Brano fornito ▸
........
Giura di non voler mollare, Di Maio, anche se l’alternativa fosse il posto di Luciana Lamorgese all’Interno, altra donna in bilico insieme alle responsabili dei Trasporti Paola De Micheli (Pd), del Lavoro Nunzia Catalfo (M5S) e dell’Innovazione Paola Pisano, entrata a suo tempo in una quota Casaleggio che adesso ben pochi dei governisti 5 stelle hanno voglia di proteggere. (Giurano invece, almeno per ora, di volerlo fare con la ministra della Scuola Lucia Azzolina). In alternativa a Di Maio, potrebbe passare al Viminale – lasciando il suo posto sempre a Renzi, Boschi o Rosato – il ministro della Difesa Lorenzo Guerini, che ha però passato un anno a costruire relazioni internazionali delicate. Tra i dem a rischio ci sarebbe il ministro per le Politiche europee Vincenzo Amendola, che potrebbe ripiegare su una candidatura a sindaco di Napoli (proposta giunta alle sue orecchie come a quelle del ministro dell’Università Gaetano Manfredi, altro “tecnico” in bilico, e allo stesso Costa).
Ma davvero, c’è un problema di quote rosa, togliendo il Mit a De Micheli, unica donna dem del governo. Perché per entrare, stando alle ultime candidature, sono in fila soprattutto uomini: il consigliere Goffredo Bettini, uno degli ideologi dell’attuale alleanza; il capogruppo alla Camera Graziano Delrio, che potrebbe tornare magari proprio ai Trasporti; il vicesegretrario Andrea Orlando, che invece lascerebbe volentieri la Giustizia, già amministrata, al capodelegazione M5S Alfonso Bonafede, considerato inamovibile dai suoi seppur spesso sotto attacco – per ritagliarsi un posto a Palazzo Chigi, da sottosegretario alla presidenza o da vicepremier. Non c’è un Pd, in quelle stanze, e questo è uno dei primi vuoti che i dem intendono colmare. Con buona pace del M5S Stefano Buffagni, che da viceministro del Mise sarebbe volentieri passato a sostituire Riccardo Fraccaro nel ruolo che fu di Giancarlo Giorgetti ai tempi del Conte uno.
Quanto alla delega ai Servizi, se Conte si decidesse davvero a cederla, sarebbe per affidarla a qualcuno di completa fiducia (opzione contro la quale perfino Renzi non potrebbe dire nulla). E quindi sono in lizza l’attuale sottosegretario Mario Turco, M5S che dovrebbe però lasciare la delega alla programmazione economica e agli investimenti; il segretario generale alla presidenza del Consiglio Roberto Chieppa oppure il capo di gabinetto Alessandro Goracci.
Ma in caso di governo nuovo con la stessa maggioranza, che sia o no un Conte ter, se davvero a muoversi saranno molte caselle, la corrente Di Battista del Movimento chiederà un posto provando a sfruttare la sua quota di parlamentari: difficile possa ottenerlo chi considera l’intesa con il Pd la morte nera, ma non si sa mai, quando tutto balla. Così come spingono per salire qualche gradino sottosegretari rampanti come Buffagni, Laura Castelli o Giancarlo Cancelleri. In bilico la posizione di Vincenzo Spadafora, abile, ma inviso a parte dei gruppi parlamentari. Mentre potrebbe cambiare posizione, ma restare comunque dentro, il minstro allo Sviluppo Stefano Patuanelli.
........
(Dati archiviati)
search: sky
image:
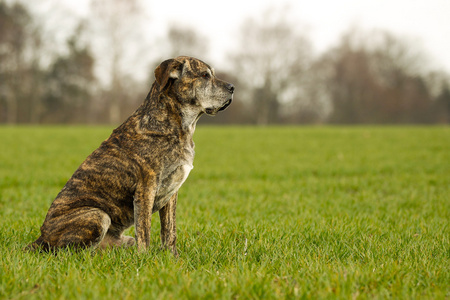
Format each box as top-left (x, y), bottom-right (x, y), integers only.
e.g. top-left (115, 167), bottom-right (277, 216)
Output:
top-left (58, 0), bottom-right (450, 72)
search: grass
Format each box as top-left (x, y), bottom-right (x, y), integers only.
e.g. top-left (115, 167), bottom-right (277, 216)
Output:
top-left (0, 127), bottom-right (450, 299)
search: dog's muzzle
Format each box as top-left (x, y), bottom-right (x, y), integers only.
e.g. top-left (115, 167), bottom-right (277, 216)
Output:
top-left (219, 98), bottom-right (233, 111)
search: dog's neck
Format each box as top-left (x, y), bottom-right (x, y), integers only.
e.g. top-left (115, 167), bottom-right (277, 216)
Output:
top-left (181, 107), bottom-right (203, 134)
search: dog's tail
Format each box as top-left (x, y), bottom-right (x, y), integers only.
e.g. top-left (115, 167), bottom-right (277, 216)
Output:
top-left (23, 236), bottom-right (51, 252)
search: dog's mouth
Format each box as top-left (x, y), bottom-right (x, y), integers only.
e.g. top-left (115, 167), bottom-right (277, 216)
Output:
top-left (205, 99), bottom-right (233, 116)
top-left (219, 99), bottom-right (233, 111)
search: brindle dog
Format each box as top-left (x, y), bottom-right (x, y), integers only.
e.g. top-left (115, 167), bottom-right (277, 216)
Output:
top-left (28, 56), bottom-right (234, 256)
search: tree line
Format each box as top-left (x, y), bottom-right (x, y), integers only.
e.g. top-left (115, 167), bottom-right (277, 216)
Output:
top-left (0, 0), bottom-right (450, 125)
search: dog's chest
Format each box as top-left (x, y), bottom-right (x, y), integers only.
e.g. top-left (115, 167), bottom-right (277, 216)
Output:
top-left (153, 145), bottom-right (194, 212)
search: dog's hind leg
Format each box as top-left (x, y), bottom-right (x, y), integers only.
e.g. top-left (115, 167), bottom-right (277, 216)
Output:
top-left (98, 231), bottom-right (136, 249)
top-left (30, 207), bottom-right (111, 250)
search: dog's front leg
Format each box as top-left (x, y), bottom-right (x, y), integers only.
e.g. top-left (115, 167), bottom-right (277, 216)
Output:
top-left (134, 177), bottom-right (156, 251)
top-left (159, 193), bottom-right (178, 257)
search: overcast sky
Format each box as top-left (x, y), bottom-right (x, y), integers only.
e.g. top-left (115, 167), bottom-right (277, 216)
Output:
top-left (59, 0), bottom-right (450, 72)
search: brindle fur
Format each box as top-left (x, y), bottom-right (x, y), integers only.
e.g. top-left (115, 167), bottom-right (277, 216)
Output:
top-left (28, 57), bottom-right (234, 256)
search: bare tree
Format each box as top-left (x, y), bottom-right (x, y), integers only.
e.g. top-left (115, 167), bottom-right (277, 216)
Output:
top-left (230, 10), bottom-right (311, 125)
top-left (91, 0), bottom-right (146, 124)
top-left (0, 1), bottom-right (42, 123)
top-left (318, 28), bottom-right (432, 123)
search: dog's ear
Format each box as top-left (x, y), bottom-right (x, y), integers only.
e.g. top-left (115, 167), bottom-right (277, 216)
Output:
top-left (155, 59), bottom-right (183, 91)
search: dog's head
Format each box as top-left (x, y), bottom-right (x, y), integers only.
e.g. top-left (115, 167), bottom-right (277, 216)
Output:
top-left (155, 56), bottom-right (234, 115)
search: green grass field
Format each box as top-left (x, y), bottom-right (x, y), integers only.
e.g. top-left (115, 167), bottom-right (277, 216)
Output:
top-left (0, 127), bottom-right (450, 299)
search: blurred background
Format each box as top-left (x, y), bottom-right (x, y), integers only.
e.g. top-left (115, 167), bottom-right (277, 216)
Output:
top-left (0, 0), bottom-right (450, 125)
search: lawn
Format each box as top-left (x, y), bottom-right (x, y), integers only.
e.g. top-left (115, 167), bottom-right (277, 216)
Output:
top-left (0, 126), bottom-right (450, 299)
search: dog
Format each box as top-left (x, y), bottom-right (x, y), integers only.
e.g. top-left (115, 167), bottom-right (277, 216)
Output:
top-left (27, 56), bottom-right (234, 256)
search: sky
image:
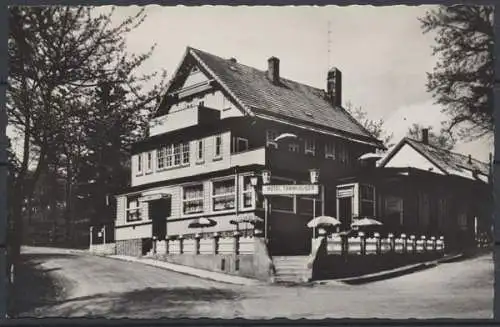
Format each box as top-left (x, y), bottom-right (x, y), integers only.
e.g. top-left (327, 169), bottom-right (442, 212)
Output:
top-left (9, 5), bottom-right (492, 161)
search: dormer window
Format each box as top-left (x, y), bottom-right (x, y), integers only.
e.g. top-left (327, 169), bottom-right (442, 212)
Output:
top-left (266, 129), bottom-right (278, 149)
top-left (304, 139), bottom-right (316, 156)
top-left (325, 142), bottom-right (335, 159)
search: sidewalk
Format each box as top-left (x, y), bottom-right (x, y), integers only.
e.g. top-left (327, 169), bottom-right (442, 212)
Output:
top-left (312, 253), bottom-right (466, 285)
top-left (106, 255), bottom-right (262, 286)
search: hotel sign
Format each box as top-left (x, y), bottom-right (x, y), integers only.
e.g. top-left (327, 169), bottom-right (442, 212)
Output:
top-left (139, 193), bottom-right (170, 202)
top-left (262, 184), bottom-right (319, 195)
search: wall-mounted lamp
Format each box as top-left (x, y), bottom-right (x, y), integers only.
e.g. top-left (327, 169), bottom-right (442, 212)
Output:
top-left (262, 170), bottom-right (271, 184)
top-left (309, 169), bottom-right (319, 184)
top-left (250, 176), bottom-right (259, 187)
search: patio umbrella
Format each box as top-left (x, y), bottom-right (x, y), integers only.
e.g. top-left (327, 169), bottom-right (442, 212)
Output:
top-left (231, 215), bottom-right (264, 225)
top-left (351, 218), bottom-right (382, 227)
top-left (274, 133), bottom-right (297, 142)
top-left (188, 217), bottom-right (217, 233)
top-left (307, 216), bottom-right (342, 228)
top-left (358, 152), bottom-right (383, 160)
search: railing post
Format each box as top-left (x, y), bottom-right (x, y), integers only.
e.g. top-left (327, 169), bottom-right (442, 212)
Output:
top-left (420, 235), bottom-right (427, 253)
top-left (340, 234), bottom-right (349, 255)
top-left (358, 232), bottom-right (366, 255)
top-left (179, 235), bottom-right (184, 254)
top-left (410, 235), bottom-right (417, 254)
top-left (387, 233), bottom-right (396, 253)
top-left (373, 233), bottom-right (382, 254)
top-left (212, 232), bottom-right (219, 254)
top-left (233, 231), bottom-right (241, 255)
top-left (431, 236), bottom-right (437, 252)
top-left (439, 236), bottom-right (445, 254)
top-left (194, 233), bottom-right (201, 254)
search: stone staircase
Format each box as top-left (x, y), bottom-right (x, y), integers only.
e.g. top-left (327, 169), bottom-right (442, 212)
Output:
top-left (273, 255), bottom-right (311, 284)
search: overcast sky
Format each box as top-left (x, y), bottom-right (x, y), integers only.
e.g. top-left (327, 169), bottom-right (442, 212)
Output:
top-left (6, 5), bottom-right (492, 160)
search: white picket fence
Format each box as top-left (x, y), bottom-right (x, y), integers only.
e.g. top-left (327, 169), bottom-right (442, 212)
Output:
top-left (153, 235), bottom-right (255, 255)
top-left (327, 233), bottom-right (445, 254)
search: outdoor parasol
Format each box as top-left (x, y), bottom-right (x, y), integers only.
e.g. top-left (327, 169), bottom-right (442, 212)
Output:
top-left (188, 217), bottom-right (217, 233)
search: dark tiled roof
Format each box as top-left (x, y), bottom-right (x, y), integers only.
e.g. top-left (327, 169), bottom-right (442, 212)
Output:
top-left (405, 138), bottom-right (489, 176)
top-left (190, 48), bottom-right (381, 144)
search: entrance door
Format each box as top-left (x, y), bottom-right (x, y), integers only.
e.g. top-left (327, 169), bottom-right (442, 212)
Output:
top-left (149, 199), bottom-right (171, 240)
top-left (337, 197), bottom-right (352, 228)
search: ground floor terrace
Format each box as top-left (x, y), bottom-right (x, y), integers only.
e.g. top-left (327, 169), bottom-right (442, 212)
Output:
top-left (114, 167), bottom-right (489, 256)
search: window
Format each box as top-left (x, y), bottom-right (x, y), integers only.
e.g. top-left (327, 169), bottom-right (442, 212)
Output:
top-left (241, 176), bottom-right (255, 209)
top-left (304, 139), bottom-right (316, 155)
top-left (338, 143), bottom-right (349, 164)
top-left (215, 135), bottom-right (222, 158)
top-left (165, 145), bottom-right (173, 167)
top-left (325, 142), bottom-right (335, 159)
top-left (157, 143), bottom-right (190, 169)
top-left (127, 196), bottom-right (141, 222)
top-left (359, 184), bottom-right (375, 218)
top-left (174, 144), bottom-right (181, 166)
top-left (147, 152), bottom-right (153, 172)
top-left (137, 153), bottom-right (142, 174)
top-left (288, 142), bottom-right (300, 152)
top-left (266, 129), bottom-right (278, 149)
top-left (233, 137), bottom-right (248, 152)
top-left (196, 140), bottom-right (205, 162)
top-left (156, 147), bottom-right (167, 169)
top-left (182, 184), bottom-right (204, 215)
top-left (212, 178), bottom-right (236, 211)
top-left (268, 177), bottom-right (295, 213)
top-left (182, 143), bottom-right (189, 165)
top-left (297, 196), bottom-right (322, 217)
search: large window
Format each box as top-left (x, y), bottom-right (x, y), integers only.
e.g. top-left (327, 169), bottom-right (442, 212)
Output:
top-left (241, 176), bottom-right (255, 209)
top-left (182, 184), bottom-right (204, 215)
top-left (359, 184), bottom-right (375, 218)
top-left (157, 143), bottom-right (190, 169)
top-left (266, 129), bottom-right (278, 149)
top-left (233, 137), bottom-right (248, 152)
top-left (127, 196), bottom-right (141, 222)
top-left (304, 139), bottom-right (316, 155)
top-left (325, 142), bottom-right (335, 159)
top-left (212, 178), bottom-right (236, 211)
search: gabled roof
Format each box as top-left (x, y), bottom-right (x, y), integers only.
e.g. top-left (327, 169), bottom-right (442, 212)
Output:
top-left (156, 47), bottom-right (383, 147)
top-left (379, 137), bottom-right (490, 179)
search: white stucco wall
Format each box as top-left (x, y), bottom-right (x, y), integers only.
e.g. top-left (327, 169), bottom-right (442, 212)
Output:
top-left (384, 144), bottom-right (443, 174)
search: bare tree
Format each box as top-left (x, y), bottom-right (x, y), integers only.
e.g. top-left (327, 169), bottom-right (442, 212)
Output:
top-left (345, 101), bottom-right (394, 147)
top-left (420, 5), bottom-right (494, 140)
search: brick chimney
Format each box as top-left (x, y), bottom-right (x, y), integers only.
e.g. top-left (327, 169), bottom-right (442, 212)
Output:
top-left (422, 128), bottom-right (429, 144)
top-left (326, 67), bottom-right (342, 107)
top-left (267, 57), bottom-right (280, 84)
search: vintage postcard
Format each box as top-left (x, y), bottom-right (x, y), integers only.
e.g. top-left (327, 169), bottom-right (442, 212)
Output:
top-left (7, 5), bottom-right (494, 319)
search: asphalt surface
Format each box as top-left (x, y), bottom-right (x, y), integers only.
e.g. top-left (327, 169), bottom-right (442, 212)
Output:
top-left (17, 248), bottom-right (494, 319)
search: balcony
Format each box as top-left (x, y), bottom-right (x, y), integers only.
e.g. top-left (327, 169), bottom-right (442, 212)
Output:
top-left (149, 104), bottom-right (220, 136)
top-left (132, 147), bottom-right (266, 186)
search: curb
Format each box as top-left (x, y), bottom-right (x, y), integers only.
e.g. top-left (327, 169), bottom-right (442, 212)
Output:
top-left (313, 253), bottom-right (467, 285)
top-left (106, 255), bottom-right (261, 286)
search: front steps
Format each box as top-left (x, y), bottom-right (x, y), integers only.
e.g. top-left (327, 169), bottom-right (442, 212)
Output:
top-left (273, 255), bottom-right (312, 284)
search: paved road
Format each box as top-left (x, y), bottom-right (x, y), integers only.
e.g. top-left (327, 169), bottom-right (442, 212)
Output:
top-left (20, 250), bottom-right (493, 319)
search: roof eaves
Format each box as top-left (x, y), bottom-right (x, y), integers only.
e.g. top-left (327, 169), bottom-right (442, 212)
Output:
top-left (255, 113), bottom-right (382, 147)
top-left (405, 138), bottom-right (450, 175)
top-left (188, 48), bottom-right (255, 117)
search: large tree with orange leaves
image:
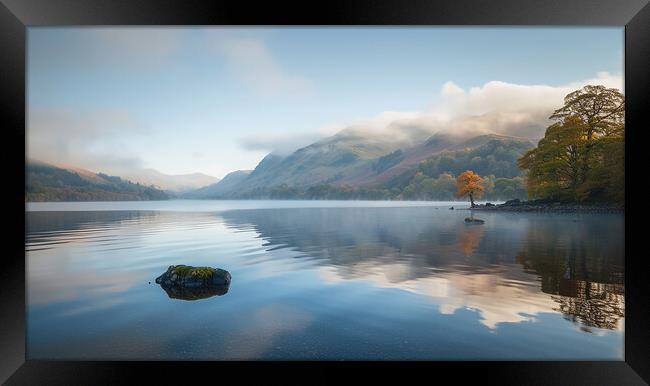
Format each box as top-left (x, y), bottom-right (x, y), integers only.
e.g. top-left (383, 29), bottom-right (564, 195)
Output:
top-left (456, 170), bottom-right (485, 208)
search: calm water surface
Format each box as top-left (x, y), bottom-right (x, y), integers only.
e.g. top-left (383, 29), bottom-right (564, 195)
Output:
top-left (26, 201), bottom-right (625, 360)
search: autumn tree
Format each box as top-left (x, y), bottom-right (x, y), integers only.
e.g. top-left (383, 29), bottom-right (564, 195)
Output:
top-left (518, 86), bottom-right (625, 201)
top-left (456, 170), bottom-right (485, 208)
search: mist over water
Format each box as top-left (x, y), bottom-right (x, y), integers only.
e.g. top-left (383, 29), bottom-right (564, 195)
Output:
top-left (26, 201), bottom-right (625, 360)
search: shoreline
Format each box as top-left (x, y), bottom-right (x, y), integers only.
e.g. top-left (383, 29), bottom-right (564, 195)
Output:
top-left (467, 199), bottom-right (625, 213)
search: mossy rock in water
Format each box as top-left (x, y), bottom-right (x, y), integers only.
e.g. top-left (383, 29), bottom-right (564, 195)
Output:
top-left (156, 265), bottom-right (231, 288)
top-left (465, 217), bottom-right (485, 224)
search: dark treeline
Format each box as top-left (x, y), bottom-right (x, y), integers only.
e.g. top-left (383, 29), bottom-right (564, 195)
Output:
top-left (519, 86), bottom-right (625, 203)
top-left (25, 164), bottom-right (169, 201)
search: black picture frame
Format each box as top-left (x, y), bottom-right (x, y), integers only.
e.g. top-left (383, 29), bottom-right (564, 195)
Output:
top-left (0, 0), bottom-right (650, 385)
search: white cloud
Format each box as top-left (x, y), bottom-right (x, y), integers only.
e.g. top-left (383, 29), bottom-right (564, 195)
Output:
top-left (308, 72), bottom-right (623, 145)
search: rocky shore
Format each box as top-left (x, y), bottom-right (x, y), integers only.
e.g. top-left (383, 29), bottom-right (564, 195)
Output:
top-left (472, 199), bottom-right (625, 213)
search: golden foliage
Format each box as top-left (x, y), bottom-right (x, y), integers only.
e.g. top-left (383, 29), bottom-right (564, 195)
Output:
top-left (456, 170), bottom-right (485, 201)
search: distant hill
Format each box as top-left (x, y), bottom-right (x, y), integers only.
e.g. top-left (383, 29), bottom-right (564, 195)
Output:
top-left (195, 133), bottom-right (534, 198)
top-left (182, 170), bottom-right (252, 199)
top-left (25, 162), bottom-right (169, 201)
top-left (114, 169), bottom-right (219, 193)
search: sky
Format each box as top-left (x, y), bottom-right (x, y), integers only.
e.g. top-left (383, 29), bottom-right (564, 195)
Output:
top-left (27, 27), bottom-right (624, 178)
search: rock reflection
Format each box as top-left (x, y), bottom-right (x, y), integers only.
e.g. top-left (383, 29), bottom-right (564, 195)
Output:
top-left (160, 285), bottom-right (229, 300)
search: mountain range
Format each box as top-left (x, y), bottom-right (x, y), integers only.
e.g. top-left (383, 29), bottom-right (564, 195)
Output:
top-left (184, 131), bottom-right (534, 198)
top-left (25, 161), bottom-right (169, 201)
top-left (26, 129), bottom-right (534, 201)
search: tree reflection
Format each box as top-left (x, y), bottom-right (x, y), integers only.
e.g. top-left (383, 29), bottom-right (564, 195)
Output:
top-left (517, 217), bottom-right (625, 332)
top-left (221, 208), bottom-right (625, 331)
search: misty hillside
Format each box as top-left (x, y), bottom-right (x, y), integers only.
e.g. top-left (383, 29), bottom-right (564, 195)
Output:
top-left (115, 169), bottom-right (219, 193)
top-left (182, 170), bottom-right (252, 198)
top-left (192, 133), bottom-right (534, 198)
top-left (25, 162), bottom-right (168, 201)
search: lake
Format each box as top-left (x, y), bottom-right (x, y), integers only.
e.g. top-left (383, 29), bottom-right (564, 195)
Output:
top-left (26, 200), bottom-right (625, 360)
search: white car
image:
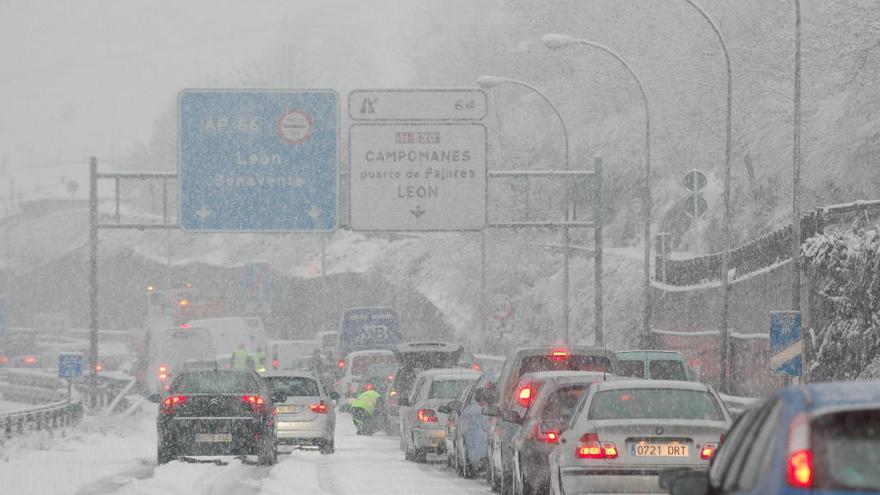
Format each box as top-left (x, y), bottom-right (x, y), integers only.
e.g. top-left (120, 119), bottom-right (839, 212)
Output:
top-left (262, 371), bottom-right (339, 454)
top-left (549, 380), bottom-right (731, 495)
top-left (397, 368), bottom-right (481, 462)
........
Compito proposto ▸
Elenca le ministre che il brano sul possibile rimpasto di governo indica come in bilico, riportando per ciascuna il ministero che guida. Le voci non hanno alcun legame con il brano.

Esercizio svolto ▸
- Luciana Lamorgese, Interno
- Paola De Micheli, Trasporti
- Nunzia Catalfo, Lavoro
- Paola Pisano, Innovazione